Rewrite as a numbered list, leaving out any blank lines, the lines from the one containing "of the boar's" through the last line, with both ends included.
--- Start ---
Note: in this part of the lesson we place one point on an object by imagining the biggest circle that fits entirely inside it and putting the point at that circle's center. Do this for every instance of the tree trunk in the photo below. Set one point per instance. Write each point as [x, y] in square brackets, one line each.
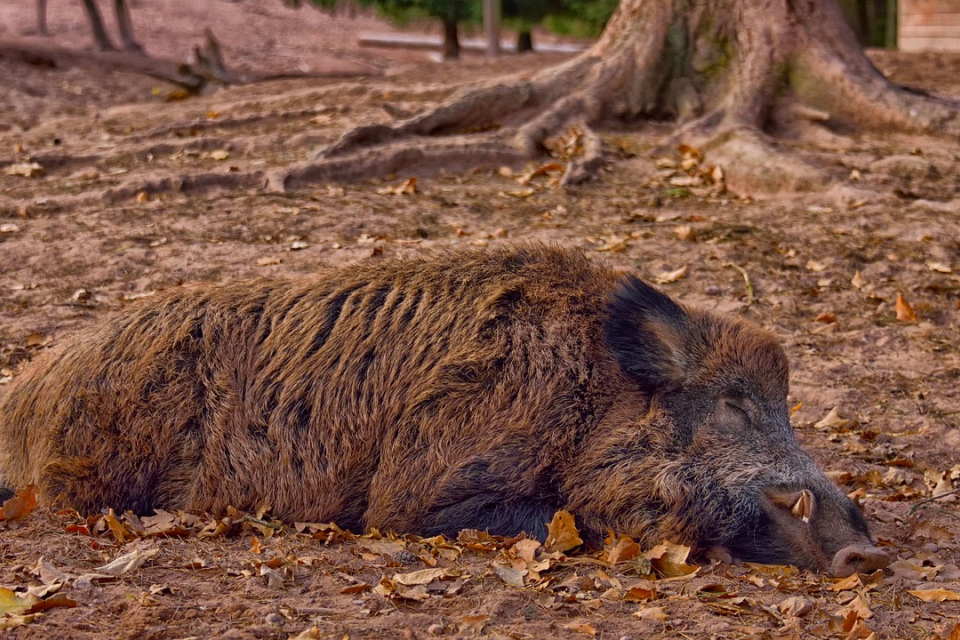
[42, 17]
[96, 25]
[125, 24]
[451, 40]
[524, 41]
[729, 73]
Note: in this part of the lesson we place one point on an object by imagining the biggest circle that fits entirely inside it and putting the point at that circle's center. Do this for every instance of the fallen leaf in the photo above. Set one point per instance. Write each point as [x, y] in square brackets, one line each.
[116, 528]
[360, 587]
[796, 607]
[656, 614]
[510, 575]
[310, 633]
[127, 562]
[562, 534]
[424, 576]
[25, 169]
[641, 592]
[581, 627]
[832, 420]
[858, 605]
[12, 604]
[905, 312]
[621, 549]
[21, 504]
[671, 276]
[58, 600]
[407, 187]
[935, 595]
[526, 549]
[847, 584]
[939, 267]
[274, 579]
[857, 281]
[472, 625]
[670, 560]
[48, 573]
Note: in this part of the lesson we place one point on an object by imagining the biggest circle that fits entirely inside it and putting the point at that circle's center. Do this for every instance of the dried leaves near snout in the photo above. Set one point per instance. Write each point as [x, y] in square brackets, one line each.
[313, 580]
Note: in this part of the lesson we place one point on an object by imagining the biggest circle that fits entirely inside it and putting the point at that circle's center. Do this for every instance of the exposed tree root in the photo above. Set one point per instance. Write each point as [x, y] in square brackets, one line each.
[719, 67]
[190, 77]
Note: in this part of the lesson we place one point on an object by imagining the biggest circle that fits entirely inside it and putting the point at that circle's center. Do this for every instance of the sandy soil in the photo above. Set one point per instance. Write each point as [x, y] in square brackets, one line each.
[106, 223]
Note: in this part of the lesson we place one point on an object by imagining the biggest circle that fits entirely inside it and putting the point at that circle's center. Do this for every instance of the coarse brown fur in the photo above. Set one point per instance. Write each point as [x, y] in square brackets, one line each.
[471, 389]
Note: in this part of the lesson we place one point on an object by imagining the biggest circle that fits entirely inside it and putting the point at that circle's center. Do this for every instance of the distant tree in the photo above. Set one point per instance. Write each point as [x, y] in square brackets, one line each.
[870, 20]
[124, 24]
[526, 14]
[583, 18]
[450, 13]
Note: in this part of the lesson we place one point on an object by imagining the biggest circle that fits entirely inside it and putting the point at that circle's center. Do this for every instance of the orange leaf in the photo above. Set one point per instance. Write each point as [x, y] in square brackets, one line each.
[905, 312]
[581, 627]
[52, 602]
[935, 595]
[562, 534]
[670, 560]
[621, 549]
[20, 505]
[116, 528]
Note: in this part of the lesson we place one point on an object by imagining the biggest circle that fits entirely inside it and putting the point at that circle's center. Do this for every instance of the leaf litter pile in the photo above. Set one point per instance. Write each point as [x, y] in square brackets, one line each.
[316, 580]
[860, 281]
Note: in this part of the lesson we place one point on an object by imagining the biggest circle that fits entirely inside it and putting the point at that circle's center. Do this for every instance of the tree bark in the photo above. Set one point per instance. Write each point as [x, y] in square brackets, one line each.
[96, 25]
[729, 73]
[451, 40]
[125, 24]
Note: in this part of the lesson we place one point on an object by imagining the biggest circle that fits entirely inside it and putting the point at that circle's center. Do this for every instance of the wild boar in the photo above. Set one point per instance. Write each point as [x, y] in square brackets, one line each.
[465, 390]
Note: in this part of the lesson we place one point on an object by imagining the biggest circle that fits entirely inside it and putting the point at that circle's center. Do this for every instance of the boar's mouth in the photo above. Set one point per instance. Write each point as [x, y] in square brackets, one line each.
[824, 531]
--- End ---
OUTPUT FOR THIS EXERCISE =
1. Note: in this part of the lesson we place one point on an object by imagining the biggest circle that fits entirely inside it and putting the point at that circle's center. Do this for every instance of the boar's mouth in the photo above. Set one point per instance. Write each point as [x, y] in square brackets, one line each.
2. [824, 531]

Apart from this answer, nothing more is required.